● **What the task asks**: Collect and copy every line of the data below that contains the string "accurate", treating uppercase and lowercase letters as different.

● **Supplied material**:
****************

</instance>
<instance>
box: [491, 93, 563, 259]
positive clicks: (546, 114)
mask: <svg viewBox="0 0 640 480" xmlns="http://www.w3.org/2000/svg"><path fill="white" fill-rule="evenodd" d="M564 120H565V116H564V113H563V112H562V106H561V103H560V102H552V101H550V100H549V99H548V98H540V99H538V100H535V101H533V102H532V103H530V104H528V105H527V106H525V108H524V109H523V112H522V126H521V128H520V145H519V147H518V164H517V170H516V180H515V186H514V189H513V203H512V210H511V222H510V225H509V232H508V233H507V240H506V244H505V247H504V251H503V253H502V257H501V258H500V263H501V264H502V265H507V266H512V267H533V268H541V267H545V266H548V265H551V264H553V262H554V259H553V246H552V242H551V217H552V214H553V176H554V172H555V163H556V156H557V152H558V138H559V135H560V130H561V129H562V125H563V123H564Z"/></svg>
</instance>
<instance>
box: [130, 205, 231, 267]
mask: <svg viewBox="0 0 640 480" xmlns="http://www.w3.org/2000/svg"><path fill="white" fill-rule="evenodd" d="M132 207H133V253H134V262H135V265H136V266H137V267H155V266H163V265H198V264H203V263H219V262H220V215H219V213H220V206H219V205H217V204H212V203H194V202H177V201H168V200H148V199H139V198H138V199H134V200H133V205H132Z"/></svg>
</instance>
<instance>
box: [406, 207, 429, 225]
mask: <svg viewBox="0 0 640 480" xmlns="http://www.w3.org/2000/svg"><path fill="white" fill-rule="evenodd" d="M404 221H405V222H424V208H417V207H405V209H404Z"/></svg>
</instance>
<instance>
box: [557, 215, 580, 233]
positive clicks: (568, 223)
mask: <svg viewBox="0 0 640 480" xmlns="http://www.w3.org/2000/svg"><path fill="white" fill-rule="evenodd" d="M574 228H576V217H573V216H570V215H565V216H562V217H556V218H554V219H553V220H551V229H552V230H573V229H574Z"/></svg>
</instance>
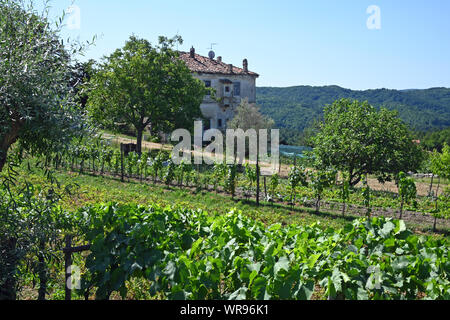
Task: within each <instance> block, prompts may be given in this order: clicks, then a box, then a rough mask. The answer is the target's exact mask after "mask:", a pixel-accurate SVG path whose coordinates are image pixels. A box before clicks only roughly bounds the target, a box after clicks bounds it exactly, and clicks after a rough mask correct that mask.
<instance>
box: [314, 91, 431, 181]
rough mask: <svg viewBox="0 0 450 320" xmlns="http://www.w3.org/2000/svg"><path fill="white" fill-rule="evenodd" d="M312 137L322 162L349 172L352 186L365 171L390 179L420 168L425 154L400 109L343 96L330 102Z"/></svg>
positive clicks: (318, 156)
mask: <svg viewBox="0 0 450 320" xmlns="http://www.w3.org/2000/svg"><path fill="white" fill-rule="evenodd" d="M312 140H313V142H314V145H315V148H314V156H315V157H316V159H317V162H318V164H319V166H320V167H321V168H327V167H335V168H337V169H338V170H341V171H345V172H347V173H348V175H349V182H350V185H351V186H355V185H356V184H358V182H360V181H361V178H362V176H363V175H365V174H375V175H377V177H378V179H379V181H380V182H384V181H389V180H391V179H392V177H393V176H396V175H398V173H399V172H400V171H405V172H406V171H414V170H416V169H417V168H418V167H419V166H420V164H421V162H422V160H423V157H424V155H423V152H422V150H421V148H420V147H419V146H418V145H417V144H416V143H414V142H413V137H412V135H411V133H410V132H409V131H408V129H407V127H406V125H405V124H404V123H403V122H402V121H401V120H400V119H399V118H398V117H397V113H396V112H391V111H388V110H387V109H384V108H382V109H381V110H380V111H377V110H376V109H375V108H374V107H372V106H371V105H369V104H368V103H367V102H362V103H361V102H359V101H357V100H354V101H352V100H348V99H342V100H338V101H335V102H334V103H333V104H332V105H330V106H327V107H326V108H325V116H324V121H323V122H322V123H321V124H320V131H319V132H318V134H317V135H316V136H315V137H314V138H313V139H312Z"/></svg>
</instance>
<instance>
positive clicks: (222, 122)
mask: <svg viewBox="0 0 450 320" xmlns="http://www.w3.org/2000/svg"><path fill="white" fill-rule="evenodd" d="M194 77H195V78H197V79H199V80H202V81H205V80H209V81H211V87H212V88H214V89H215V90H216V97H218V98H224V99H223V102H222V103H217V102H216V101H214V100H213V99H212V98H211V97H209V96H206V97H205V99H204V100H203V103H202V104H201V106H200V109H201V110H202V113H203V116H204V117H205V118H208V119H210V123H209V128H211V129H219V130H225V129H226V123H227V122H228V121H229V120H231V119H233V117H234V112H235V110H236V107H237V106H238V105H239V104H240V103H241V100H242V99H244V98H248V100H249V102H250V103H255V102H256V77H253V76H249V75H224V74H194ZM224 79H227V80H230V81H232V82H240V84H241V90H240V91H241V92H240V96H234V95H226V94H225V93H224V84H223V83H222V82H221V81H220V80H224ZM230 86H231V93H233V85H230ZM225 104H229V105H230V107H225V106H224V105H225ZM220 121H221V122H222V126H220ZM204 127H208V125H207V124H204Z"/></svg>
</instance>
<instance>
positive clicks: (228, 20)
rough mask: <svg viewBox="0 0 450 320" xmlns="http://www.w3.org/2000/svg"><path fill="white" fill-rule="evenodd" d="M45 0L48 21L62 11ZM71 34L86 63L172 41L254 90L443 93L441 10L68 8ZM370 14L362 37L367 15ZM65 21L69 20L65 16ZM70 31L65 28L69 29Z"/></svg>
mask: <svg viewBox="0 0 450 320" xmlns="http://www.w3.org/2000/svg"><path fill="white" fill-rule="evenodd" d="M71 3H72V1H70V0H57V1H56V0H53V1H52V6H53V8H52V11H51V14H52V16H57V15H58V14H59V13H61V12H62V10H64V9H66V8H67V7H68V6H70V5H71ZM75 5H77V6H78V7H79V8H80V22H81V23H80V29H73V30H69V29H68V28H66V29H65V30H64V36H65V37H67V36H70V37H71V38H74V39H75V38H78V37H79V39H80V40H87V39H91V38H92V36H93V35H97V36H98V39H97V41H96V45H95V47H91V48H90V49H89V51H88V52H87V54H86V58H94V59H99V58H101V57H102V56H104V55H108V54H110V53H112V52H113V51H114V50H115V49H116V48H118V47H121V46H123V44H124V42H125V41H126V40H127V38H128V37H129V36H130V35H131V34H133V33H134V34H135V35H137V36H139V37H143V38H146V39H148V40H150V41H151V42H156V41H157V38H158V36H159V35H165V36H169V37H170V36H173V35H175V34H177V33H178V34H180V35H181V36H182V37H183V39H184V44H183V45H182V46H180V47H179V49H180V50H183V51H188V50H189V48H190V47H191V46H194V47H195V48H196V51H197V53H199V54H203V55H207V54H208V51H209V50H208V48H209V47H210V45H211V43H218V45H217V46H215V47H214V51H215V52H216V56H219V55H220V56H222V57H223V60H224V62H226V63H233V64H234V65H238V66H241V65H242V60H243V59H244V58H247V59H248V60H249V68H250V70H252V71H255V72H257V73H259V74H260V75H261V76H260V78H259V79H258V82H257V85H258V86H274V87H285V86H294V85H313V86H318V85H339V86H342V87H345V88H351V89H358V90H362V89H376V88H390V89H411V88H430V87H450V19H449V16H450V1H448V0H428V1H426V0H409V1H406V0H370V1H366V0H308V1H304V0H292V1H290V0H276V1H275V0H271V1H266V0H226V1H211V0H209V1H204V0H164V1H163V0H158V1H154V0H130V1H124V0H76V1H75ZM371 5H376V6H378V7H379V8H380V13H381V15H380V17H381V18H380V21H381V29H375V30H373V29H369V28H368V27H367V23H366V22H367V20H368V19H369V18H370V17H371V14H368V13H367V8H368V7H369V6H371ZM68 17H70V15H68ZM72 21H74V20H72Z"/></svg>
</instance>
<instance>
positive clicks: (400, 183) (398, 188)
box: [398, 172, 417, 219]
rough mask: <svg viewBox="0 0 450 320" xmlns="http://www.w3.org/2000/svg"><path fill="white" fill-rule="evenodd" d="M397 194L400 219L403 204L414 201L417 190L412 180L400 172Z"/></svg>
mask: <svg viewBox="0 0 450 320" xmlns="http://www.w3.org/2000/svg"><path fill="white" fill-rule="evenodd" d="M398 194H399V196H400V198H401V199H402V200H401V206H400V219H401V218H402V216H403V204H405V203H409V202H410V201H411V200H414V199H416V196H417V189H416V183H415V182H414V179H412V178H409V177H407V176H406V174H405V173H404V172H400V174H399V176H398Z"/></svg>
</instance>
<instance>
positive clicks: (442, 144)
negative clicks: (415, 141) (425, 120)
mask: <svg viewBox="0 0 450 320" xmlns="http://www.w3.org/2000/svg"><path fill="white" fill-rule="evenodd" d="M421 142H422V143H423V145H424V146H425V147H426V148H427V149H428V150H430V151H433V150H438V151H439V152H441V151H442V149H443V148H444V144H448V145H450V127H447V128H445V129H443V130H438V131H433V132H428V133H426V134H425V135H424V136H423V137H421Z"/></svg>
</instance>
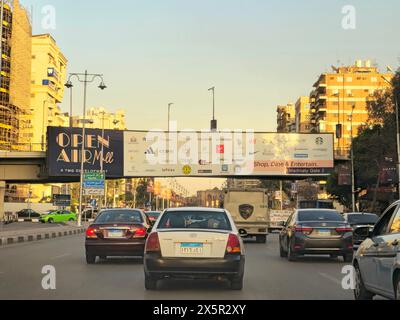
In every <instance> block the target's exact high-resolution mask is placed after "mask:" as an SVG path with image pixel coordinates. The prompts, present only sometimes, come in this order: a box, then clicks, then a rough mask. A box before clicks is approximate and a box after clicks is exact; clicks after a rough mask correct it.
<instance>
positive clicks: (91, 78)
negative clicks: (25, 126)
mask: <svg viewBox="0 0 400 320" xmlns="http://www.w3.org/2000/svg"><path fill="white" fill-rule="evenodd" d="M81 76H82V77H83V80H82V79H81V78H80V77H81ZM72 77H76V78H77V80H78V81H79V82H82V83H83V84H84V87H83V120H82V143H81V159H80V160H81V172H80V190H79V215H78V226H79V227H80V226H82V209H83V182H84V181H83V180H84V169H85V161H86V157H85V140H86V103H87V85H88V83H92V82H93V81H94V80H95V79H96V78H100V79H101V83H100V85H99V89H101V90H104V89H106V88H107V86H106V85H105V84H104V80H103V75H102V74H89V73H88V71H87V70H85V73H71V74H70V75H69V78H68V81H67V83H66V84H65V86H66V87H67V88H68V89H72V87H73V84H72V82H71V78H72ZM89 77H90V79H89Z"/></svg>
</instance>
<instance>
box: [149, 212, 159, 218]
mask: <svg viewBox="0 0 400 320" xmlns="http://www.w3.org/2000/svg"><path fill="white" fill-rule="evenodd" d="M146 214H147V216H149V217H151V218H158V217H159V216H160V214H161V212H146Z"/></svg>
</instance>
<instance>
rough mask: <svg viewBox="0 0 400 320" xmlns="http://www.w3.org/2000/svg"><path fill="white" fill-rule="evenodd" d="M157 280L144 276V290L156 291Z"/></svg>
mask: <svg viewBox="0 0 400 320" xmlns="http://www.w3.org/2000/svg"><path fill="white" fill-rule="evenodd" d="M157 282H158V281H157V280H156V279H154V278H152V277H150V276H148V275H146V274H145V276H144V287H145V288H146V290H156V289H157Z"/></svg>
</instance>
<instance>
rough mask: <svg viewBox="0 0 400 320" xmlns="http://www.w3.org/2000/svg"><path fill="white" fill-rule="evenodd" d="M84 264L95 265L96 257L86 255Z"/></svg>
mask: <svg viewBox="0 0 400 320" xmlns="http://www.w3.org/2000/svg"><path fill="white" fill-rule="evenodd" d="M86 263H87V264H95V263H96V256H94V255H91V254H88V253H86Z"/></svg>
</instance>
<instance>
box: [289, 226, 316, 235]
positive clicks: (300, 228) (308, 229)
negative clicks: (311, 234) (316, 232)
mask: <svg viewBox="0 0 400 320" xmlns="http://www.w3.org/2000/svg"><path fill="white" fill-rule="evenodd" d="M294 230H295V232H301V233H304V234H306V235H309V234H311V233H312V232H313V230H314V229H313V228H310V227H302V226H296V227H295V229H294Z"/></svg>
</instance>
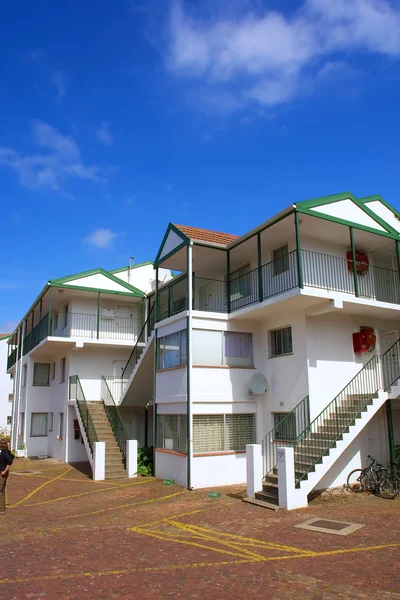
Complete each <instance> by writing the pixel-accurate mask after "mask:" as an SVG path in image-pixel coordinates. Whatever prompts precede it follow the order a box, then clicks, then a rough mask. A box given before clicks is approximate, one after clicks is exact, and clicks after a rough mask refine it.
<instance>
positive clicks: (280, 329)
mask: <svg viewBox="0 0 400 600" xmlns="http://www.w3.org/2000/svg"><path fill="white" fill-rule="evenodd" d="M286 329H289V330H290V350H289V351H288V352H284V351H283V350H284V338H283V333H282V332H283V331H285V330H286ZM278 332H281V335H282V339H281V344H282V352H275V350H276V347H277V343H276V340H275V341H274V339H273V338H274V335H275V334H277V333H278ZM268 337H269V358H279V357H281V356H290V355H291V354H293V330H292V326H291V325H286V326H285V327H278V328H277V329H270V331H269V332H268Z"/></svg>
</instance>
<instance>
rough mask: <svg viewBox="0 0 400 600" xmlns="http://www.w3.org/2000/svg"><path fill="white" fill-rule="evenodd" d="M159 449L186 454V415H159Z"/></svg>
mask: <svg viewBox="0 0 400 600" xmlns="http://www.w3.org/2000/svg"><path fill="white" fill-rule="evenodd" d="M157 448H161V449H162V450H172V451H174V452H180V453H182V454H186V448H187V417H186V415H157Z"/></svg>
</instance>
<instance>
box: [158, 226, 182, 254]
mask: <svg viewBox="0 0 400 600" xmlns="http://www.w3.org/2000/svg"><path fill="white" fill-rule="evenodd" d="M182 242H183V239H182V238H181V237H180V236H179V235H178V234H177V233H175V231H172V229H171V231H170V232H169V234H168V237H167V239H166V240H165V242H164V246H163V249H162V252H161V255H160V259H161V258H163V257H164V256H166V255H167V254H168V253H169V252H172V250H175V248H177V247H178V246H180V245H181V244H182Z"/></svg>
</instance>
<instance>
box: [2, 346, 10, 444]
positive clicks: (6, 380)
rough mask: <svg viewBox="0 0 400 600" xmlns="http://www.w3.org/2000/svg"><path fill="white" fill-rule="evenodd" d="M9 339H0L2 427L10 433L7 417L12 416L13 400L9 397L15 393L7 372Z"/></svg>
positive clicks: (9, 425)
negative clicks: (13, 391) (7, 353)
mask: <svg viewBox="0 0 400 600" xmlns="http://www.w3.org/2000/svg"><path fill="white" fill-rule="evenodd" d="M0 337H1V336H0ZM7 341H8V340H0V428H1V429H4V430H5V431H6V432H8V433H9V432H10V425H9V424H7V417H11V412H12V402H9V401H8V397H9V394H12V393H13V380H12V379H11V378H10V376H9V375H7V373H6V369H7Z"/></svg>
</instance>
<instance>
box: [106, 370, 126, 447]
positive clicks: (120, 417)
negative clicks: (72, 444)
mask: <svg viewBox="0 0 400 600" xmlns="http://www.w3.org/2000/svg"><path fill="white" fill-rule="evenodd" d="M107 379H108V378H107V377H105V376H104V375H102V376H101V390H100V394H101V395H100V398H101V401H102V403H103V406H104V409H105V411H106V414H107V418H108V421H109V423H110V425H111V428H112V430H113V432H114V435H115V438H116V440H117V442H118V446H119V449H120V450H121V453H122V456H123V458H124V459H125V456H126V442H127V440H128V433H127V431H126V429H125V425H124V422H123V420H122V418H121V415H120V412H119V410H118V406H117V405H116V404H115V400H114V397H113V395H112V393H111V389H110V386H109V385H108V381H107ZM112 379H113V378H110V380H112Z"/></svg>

****************

● **Solution to this problem**:
Task: within each <instance> block, prompts may be given in this order: clicks, then a box, then a rough mask. The answer is the target's exact mask after "mask:", a pixel-accurate SVG path whose coordinates are image pixels. A box before clicks only roughly bounds the target, a box after clicks bounds it exactly, and clicks after a rough mask correct that mask.
Complete each <instance> by writing the pixel-accurate mask after "mask:" as an SVG path in image-pixel coordinates. Whatever prompts precede it follow the order a box, then clicks, then a rough mask. A box given before clicks is approximate, one after clicks is exact, and clicks after a rough mask refine it.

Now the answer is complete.